* _What you need to do_: Locate every line in the records below that contains the string "person", matching case exactly, and copy each of those lines.

(Records from a collection)
▼
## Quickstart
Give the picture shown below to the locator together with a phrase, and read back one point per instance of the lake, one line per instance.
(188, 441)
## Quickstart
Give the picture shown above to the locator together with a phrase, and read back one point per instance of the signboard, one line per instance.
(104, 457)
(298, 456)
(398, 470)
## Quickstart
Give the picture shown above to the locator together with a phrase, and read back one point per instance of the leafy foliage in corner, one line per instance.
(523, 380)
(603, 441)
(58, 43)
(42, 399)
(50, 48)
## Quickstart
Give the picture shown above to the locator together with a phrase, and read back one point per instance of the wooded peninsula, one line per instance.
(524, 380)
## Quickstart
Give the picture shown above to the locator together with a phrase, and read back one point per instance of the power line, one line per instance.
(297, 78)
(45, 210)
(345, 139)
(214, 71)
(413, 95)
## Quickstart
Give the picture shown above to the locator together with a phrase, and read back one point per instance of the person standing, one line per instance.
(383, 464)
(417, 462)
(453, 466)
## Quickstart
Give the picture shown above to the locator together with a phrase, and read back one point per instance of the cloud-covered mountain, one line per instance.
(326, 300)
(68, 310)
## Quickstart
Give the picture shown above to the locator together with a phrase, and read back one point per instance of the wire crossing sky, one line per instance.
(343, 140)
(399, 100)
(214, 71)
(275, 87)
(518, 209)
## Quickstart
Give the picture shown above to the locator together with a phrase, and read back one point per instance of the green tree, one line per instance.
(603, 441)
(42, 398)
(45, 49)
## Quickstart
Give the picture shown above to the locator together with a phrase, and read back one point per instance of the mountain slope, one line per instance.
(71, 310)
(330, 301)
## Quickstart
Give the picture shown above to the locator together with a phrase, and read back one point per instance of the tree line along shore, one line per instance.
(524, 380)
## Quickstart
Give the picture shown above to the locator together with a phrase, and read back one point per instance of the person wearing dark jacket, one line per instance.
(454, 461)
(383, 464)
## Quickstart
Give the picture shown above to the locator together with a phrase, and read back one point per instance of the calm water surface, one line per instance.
▲
* _Finished task_:
Give the picture shown above to the locator together with a phrase, and read back one point per instance of the person standing, one line per instance.
Give the picture shown above to the locator together with a phrase, and read back one point per instance of the person wearing dark jacket, one line per instance.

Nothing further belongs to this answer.